Would you please transcribe the data in full and exactly, excluding images?

■ STORED DATA ■
______

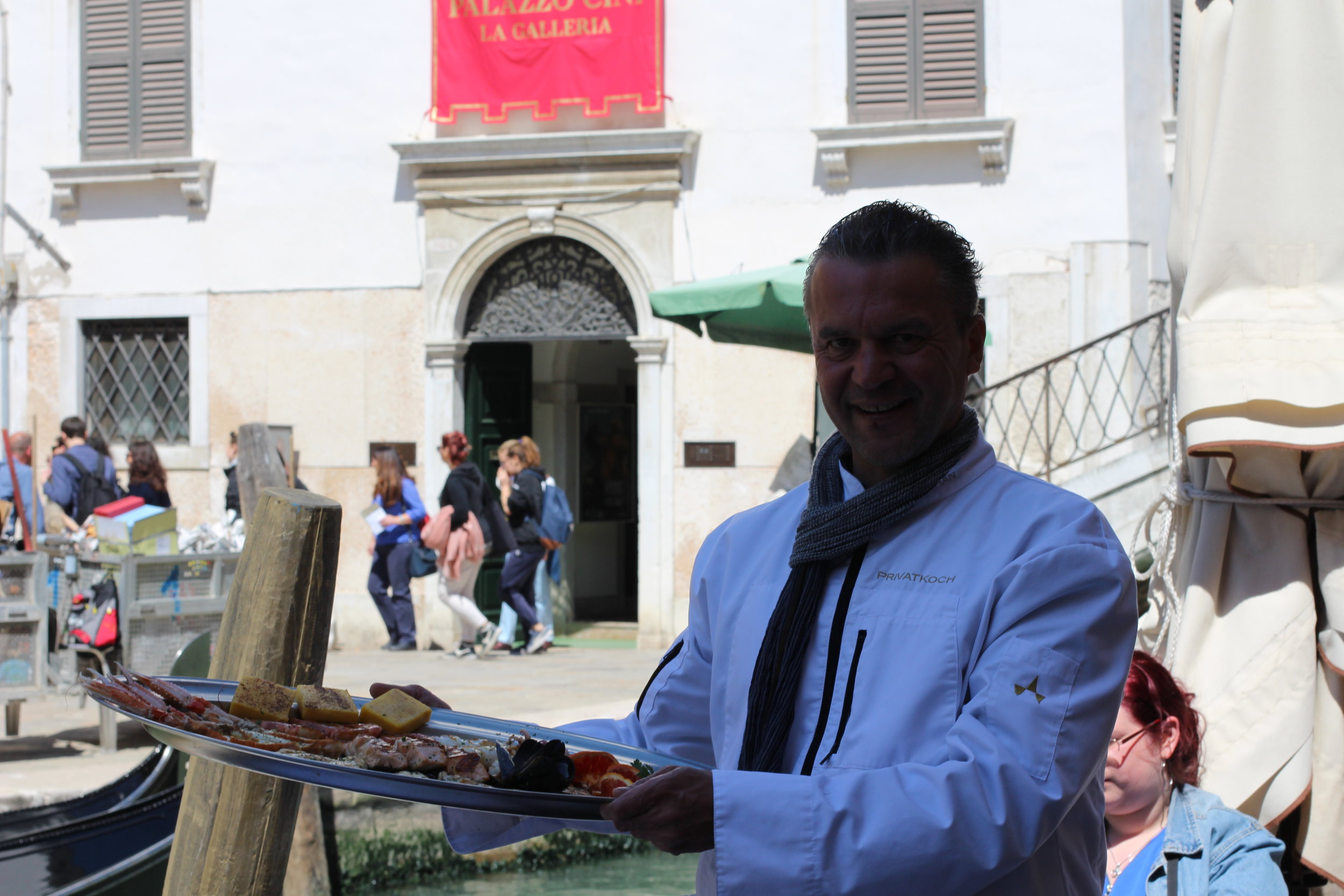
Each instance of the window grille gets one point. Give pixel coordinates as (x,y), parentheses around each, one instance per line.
(136,379)
(135,78)
(916,60)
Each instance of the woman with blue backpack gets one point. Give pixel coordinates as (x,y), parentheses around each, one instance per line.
(404,511)
(520,481)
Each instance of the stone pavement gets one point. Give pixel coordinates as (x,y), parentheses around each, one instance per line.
(55,755)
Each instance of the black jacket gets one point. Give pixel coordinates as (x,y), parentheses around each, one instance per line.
(464,489)
(525,505)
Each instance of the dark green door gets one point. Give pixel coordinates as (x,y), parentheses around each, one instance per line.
(499,407)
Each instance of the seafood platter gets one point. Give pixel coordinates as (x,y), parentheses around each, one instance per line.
(393,746)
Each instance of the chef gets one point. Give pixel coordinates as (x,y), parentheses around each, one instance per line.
(904,675)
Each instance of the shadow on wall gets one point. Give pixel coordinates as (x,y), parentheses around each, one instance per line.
(889,167)
(119,202)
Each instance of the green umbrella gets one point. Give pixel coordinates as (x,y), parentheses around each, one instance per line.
(754,308)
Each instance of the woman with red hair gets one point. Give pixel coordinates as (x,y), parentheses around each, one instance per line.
(1163,833)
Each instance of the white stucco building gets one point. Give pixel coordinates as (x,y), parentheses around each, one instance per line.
(268,202)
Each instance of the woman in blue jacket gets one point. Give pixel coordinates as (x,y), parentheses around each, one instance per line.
(1164,835)
(404,512)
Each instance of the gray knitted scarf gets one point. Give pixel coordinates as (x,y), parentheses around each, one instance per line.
(831,529)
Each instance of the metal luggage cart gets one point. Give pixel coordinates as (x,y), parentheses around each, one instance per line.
(23,632)
(167,602)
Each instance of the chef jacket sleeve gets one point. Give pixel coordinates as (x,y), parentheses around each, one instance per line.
(1062,629)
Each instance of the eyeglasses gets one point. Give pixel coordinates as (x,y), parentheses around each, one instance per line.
(1116,743)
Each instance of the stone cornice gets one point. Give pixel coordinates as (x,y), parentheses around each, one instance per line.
(550,168)
(992,138)
(648,350)
(549,149)
(449,354)
(192,175)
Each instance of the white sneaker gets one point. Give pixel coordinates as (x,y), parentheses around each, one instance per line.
(538,640)
(490,634)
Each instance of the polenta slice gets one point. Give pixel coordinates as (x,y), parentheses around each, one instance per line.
(326,704)
(396,712)
(261,700)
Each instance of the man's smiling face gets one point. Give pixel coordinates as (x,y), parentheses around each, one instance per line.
(891,362)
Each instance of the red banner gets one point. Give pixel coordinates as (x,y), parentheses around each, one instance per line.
(495,55)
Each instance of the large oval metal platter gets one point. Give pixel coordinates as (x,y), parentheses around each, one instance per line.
(394,786)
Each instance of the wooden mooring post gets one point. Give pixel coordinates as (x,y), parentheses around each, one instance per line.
(234,828)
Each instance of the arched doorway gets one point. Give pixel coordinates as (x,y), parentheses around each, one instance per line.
(550,288)
(549,324)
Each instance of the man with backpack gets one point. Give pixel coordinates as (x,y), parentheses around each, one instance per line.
(80,478)
(520,480)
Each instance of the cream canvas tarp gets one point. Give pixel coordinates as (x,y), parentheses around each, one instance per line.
(1257,257)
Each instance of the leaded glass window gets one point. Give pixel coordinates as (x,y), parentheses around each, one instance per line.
(136,379)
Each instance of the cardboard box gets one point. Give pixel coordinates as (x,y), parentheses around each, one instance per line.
(120,505)
(136,526)
(155,546)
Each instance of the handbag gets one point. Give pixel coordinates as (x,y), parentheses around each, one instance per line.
(424,561)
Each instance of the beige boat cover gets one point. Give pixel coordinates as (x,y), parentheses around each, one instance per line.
(1257,257)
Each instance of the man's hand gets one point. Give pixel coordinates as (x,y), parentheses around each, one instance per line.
(424,695)
(673,809)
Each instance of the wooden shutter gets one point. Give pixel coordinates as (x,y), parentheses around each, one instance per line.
(916,60)
(136,78)
(165,117)
(881,82)
(1176,6)
(108,61)
(950,58)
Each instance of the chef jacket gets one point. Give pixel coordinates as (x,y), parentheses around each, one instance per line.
(969,690)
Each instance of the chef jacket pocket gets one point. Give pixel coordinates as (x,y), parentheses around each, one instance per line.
(897,691)
(1028,700)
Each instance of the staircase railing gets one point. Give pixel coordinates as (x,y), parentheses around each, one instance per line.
(1080,404)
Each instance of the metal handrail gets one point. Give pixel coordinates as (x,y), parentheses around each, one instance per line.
(1077,405)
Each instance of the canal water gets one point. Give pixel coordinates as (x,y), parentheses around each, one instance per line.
(644,875)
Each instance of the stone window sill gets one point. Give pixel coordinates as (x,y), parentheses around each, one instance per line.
(550,167)
(992,138)
(192,175)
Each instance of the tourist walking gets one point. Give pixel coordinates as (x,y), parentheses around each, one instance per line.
(519,478)
(396,492)
(22,447)
(463,491)
(147,477)
(1159,824)
(78,477)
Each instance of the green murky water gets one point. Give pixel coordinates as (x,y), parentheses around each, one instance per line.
(646,875)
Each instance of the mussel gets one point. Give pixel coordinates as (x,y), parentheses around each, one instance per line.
(538,766)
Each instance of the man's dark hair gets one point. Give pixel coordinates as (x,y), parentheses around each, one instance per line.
(73,428)
(885,232)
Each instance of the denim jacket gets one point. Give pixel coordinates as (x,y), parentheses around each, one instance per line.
(1217,851)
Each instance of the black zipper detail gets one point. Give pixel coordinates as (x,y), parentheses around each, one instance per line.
(671,655)
(834,655)
(848,693)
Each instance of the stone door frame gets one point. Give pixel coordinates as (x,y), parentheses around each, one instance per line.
(445,354)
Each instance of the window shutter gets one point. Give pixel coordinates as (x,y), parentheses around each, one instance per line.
(1176,6)
(916,60)
(950,60)
(136,62)
(106,62)
(881,82)
(163,114)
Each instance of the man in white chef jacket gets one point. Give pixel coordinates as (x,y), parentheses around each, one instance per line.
(905,673)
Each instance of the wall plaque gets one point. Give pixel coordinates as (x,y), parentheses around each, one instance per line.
(711,453)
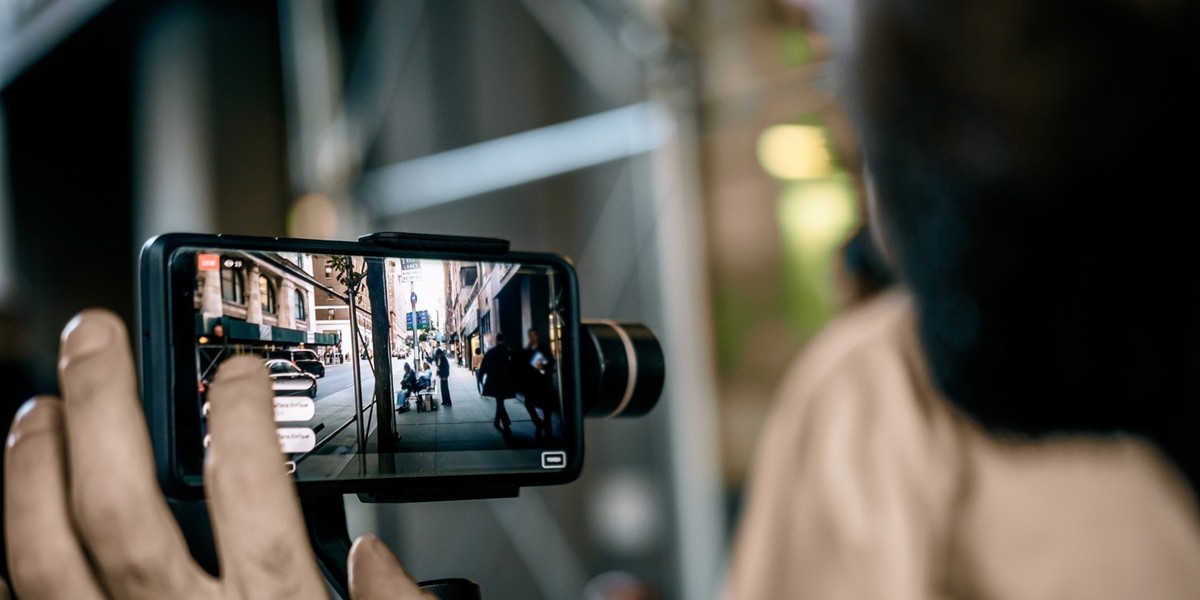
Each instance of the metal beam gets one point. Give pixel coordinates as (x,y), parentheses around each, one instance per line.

______

■ RESPONSE TO THE TASK ■
Each instance of the window grille gets one point. Give pixel coordinates as (x,y), parentheses around each, one instance per line.
(136,379)
(135,78)
(916,60)
Each instance of the woman with blue backpack gets one point. Give pixel coordinates as (x,y), parentheses around each, one instance per line.
(404,511)
(520,481)
Each instance of the stone pavement gets one point. Give pixel coordinates as (x,y), parentheses around each, one instance per line.
(55,755)
Each instance of the black jacket gets one point. Give pixel coordinates as (x,y), parentheses around each, one instance per line.
(464,489)
(525,505)
Each instance of the dark green door gets one point. Give pixel coordinates as (x,y), parentheses around each, one instance per line.
(499,407)
Each instance of the seafood platter gets one point. Give pixel coordinates as (x,y), parentheses around each, one instance per line.
(393,746)
Each instance of the chef gets one point. Give pixel coordinates as (x,y), parentheses around each, one instance per line.
(904,675)
Each instance of the shadow on wall gets one point. Give pixel coordinates as (x,y), parentheses around each, one instance per line.
(889,167)
(119,202)
Each instance of the green umbrella gets one point. Give pixel coordinates as (x,y), parentheses around each, one instance per line.
(754,308)
Each instance of the woman with red hair gets one point. Give pixel coordinates as (x,y), parentheses around each, one instance per line.
(1163,833)
Each instance of the white stucco building gets one point. Give pixel coordinates as (x,y), parentheses around each, one instance per line.
(268,202)
Each instance of the woman in blue jacket gets one point. Give pixel coordinates as (x,y), parentheses around each, one instance per line.
(1164,835)
(404,512)
Each instance of the gray knitted scarf gets one point. Give pixel coordinates as (x,y), parentheses around each, one instance per line.
(831,529)
Each instance of the metal luggage cart gets one point. Give pixel coordinates as (x,y), parentheses around each, one instance per line.
(23,632)
(167,602)
Each instance of the chef jacket sleeve gets one point. Give pixel coordinates as (x,y), parentheses around each, one instance per line.
(1062,629)
Each instance of the eyeglasses gets one point. Give pixel coordinates as (x,y), parentheses around each, one instance per line.
(1116,743)
Each instance of the stone cornice gets one point. Give pixel coordinates as (x,y), parentheses around each, one instance per line.
(550,168)
(992,138)
(648,350)
(549,149)
(449,354)
(192,175)
Each instance of the white sneaker gets one point. Give pixel coordinates as (x,y), parentheses around each, one instance per line.
(538,640)
(490,634)
Each instance of the polenta slice gets one point. Give pixel coordinates as (x,y), parentheses around each, one instance per line.
(326,704)
(396,712)
(261,700)
Each instance of the man's smiling face gets one point. Give pixel coordinates as (x,y), parentheses around each, one instance per line.
(891,362)
Each instance of the red banner gets one point. Give pixel coordinates as (x,y), parentheses around each, one instance per line.
(495,55)
Each instance of the large oval metal platter gets one point. Give pixel coordinates as (x,y), parentheses around each, one instance per line.
(394,786)
Each instance of the wooden mooring post gets one point. Give pixel coordinates as (x,y), parentheses around each, one instance per line.
(234,828)
Each instance of the arched doorway gets one point. Give pixel coordinates as (x,y), parentheses around each, one instance per line.
(550,288)
(549,324)
Each instance of the man with backpack gets one point. Give pixel coordinates as (x,y), parentheses around each, one instance per line.
(80,478)
(520,480)
Each instance of the cream canvas tarp gets one point. Give pixel coordinates as (x,y), parentheses around each, one instance per line.
(1257,257)
Each instance of the leaded glass window gets one point. Give pixel coordinates as (x,y), parentheses around each, one instance per line.
(136,379)
Each instance of the cardboard box gets one point. Give pixel coordinates as (x,y), parentheses around each, one instance per line.
(120,505)
(136,526)
(155,546)
Each instance of the handbag gets one point. Give pixel coordinates as (x,y), parentheses around each, one instance per line.
(424,561)
Each instance of the beige boat cover gets one point. Give pixel coordinates as (x,y), parentheses around each, one instance per line.
(1257,257)
Each instance of the man's hand gets one point. Give pixel coordinates as (x,y), parentheses around each, one instance per line.
(424,695)
(673,809)
Each instance of the wooden shutter gets one point. Give pixel coordinates as (x,y), parentheses around each, one instance per line.
(916,60)
(136,78)
(165,117)
(881,82)
(1176,6)
(108,61)
(950,58)
Each instance of the chef jacket gets one point. Give pixel coordinates as (x,y), parentheses around each, one instance per line.
(969,690)
Each instance of the chef jacket pocket gets one point. Give pixel coordinates as (x,y), parentheses around each, one instance per line.
(897,691)
(1028,700)
Each instance of the staircase railing gets one point. Give pixel coordinates as (x,y), parentheses around each, one instance per line.
(1080,404)
Each instance of the metal handrail gets one point. Give pixel coordinates as (x,y), parentheses around each, one instance per line.
(1077,405)
Each instance of the canal water gets one point. Give pixel coordinates as (x,y), parentheses around each, one instance per line.
(644,875)
Each instance of the stone window sill gets one point. Give pixel coordinates as (x,y), parentheses around each, one instance per line.
(550,167)
(992,138)
(192,175)
Each instance of the tourist walking gets one point. Give pixel coordinates as (x,y), parentheses around each, one instance per line.
(519,478)
(396,492)
(22,447)
(463,491)
(147,477)
(1159,824)
(78,477)
Each instance of the green murky water gets one point. Give pixel coordinates as (x,y), parentheses around each, one instance per line.
(646,875)
Each instance of the mussel gets one point. Give pixel coordinates as (x,y), parentheses around each, one instance per line.
(538,766)
Each instance of the man's dark hair gets one point. Give pixel coordinates as (x,y), parentheses around each, one instance per line.
(73,428)
(885,232)
Each instance of the denim jacket gets one point. Give pixel coordinates as (x,y), parentheses around each, one instance per line.
(1217,851)
Each instance of the black zipper detail gets one point. Give pixel coordinates as (x,y), parentheses around each, one instance per line.
(671,655)
(834,655)
(848,693)
Each instance of the stone door frame gets one point. Give pixel coordinates as (x,y), parentheses around each, one instance per line.
(445,354)
Each instance of the window shutter gets one point. Give pixel coordinates as (x,y), parentheses around each, one instance per line.
(1176,6)
(916,60)
(950,60)
(136,62)
(106,62)
(881,82)
(163,114)
Each instance of the man in white chef jacket gets one point. Give pixel coordinates as (x,y), parentheses around each, one instance per line.
(905,673)
Each instance of the wall plaque gets one point. Give pixel coordinates as (x,y), parentheses around each, one instance per line.
(711,453)
Each instance of the metal beam gets one point. Give pixel coordinates as (x,y), parentheses around each, one instance per line.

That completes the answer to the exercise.